## KUTIPAN:
--------

Pertemuan Federal Reserve pada September 2025 telah menjadi titik fokus bagi para investor, dengan pasar memperkirakan kemungkinan 85% terjadinya pemotongan suku bunga sebesar 25 basis poin di tengah pasar tenaga kerja yang rapuh dan tekanan inflasi akibat tarif [3]. Potensi pelonggaran ini mencerminkan upaya penyeimbangan yang rumit: mendukung lapangan kerja sekaligus menjaga dari risiko inflasi yang kembali meningkat. Bagi aset berisiko, implikasinya sangat besar, menawarkan peluang sekaligus jebakan untuk penempatan strategi.
Pernyataan kebijakan terbaru The Fed menyoroti FOMC yang terpecah, dengan pihak yang tidak setuju seperti Christopher Waller dan Michelle Bowman mendorong tindakan segera untuk mengatasi pasar tenaga kerja yang “melemah” dan Conference Board Leading Economic Index (LEI) yang turun ke 98,7, menandakan risiko resesi [1]. Sementara inflasi inti tetap tinggi di 3,1%, didorong oleh tekanan biaya akibat tarif, ekonomi secara keseluruhan diproyeksikan tumbuh 1,6% pada 2025 [2]. Perbedaan ini—antara persistensi inflasi dan moderasi pertumbuhan—telah menciptakan persimpangan kebijakan. Sikap hati-hati Ketua The Fed Jerome Powell, yang menekankan pendekatan “berhati-hati” terhadap pemotongan suku bunga, menyoroti keengganan bank sentral untuk bereaksi berlebihan terhadap volatilitas jangka pendek [4]. Namun, dengan tingkat pengangguran naik menjadi 4,2% dan pertumbuhan lapangan kerja pada Juli 2025 hanya sebesar 73.000, alasan untuk pelonggaran semakin mendesak [1].

--------

## BARIS DATA:
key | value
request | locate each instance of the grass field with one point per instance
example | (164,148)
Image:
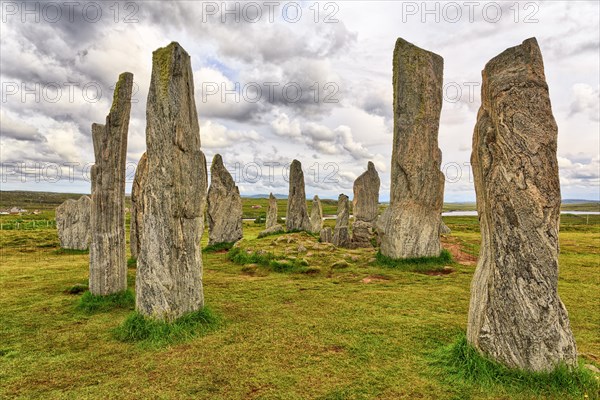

--------

## DAFTAR TUGAS:
1: Ketik ulang bagian kutipan tentang The Fed yang diawali kata-kata berisi "Pertemuan Federal Reserve" dan diakhiri dengan "untuk penempatan strategi.".
2: Terjemahkan kalimat dari kutipan tentang The Fed ini ke dalam bahasa Inggris: "Potensi pelonggaran ini mencerminkan upaya penyeimbangan yang rumit: mendukung lapangan kerja sekaligus menjaga dari risiko inflasi yang kembali meningkat."

## HASIL JAWABAN:
1:
Pertemuan Federal Reserve pada September 2025 telah menjadi titik fokus bagi para investor, dengan pasar memperkirakan kemungkinan 85% terjadinya pemotongan suku bunga sebesar 25 basis poin di tengah pasar tenaga kerja yang rapuh dan tekanan inflasi akibat tarif [3]. Potensi pelonggaran ini mencerminkan upaya penyeimbangan yang rumit: mendukung lapangan kerja sekaligus menjaga dari risiko inflasi yang kembali meningkat. Bagi aset berisiko, implikasinya sangat besar, menawarkan peluang sekaligus jebakan untuk penempatan strategi.

2: This potential easing reflects a delicate balancing act: supporting employment while guarding against the risk of resurgent inflation.